START

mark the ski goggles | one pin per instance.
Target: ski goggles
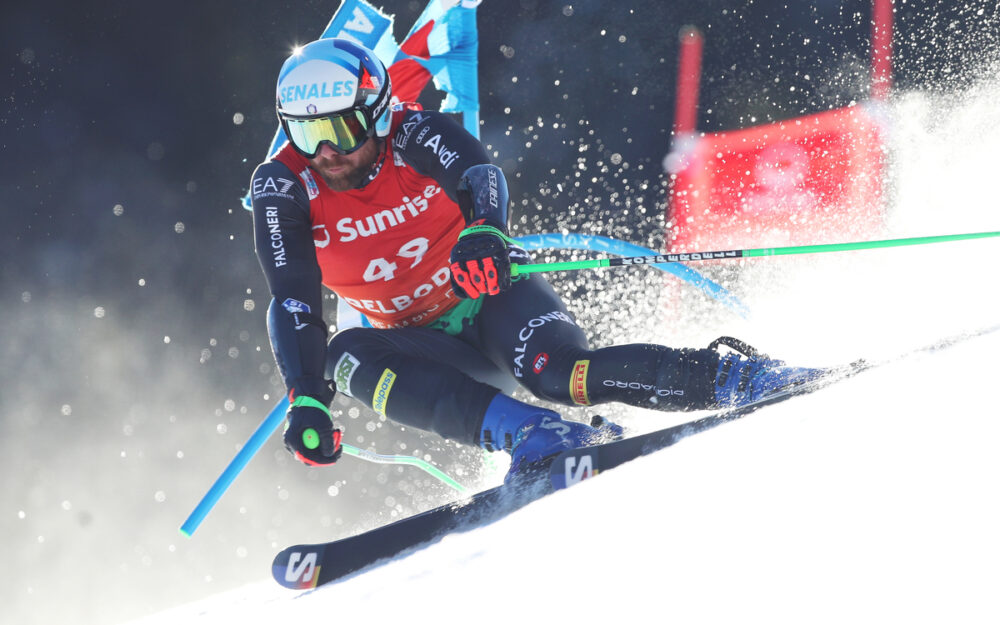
(344, 132)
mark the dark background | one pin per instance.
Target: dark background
(135, 358)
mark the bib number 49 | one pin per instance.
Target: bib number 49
(384, 269)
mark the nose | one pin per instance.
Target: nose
(326, 151)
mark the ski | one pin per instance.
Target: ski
(575, 465)
(309, 566)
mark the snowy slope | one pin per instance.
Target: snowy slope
(873, 501)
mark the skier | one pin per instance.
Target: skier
(401, 214)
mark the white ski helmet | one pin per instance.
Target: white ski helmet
(333, 91)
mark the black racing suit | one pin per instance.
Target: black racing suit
(440, 377)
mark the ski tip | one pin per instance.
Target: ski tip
(298, 568)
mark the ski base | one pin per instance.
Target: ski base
(307, 566)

END

Problem requirements
Rewrite every line of the material above, replacing "pin" with "marker" throughout and leaving all else unchanged. Omit the picture lines from your answer.

Result
mark the ski goggles | one marker per instance.
Target: ski goggles
(344, 132)
mark the dark background | one marker per instance.
Target: dark background
(135, 358)
mark the bib number 49 | one marker per instance.
Target: bib number 49
(384, 269)
mark the nose | one marker per instance.
Target: nose
(326, 151)
mark the ski | one marker per instance.
Target: ski
(575, 465)
(309, 566)
mark the snowy slope | one marker per instance.
Target: snowy slope
(873, 501)
mark the skier | one marker per instance.
Target: skier
(401, 214)
mark the white ski helmet | one marker per instance.
Target: white ski helmet
(333, 91)
mark the black racing suit | one marker per instance.
Target: black racing suit
(440, 377)
mark the ski tip | one marker per instance.
Target: ski tip
(298, 568)
mark the ski base | one marker per instance.
Target: ski base
(307, 566)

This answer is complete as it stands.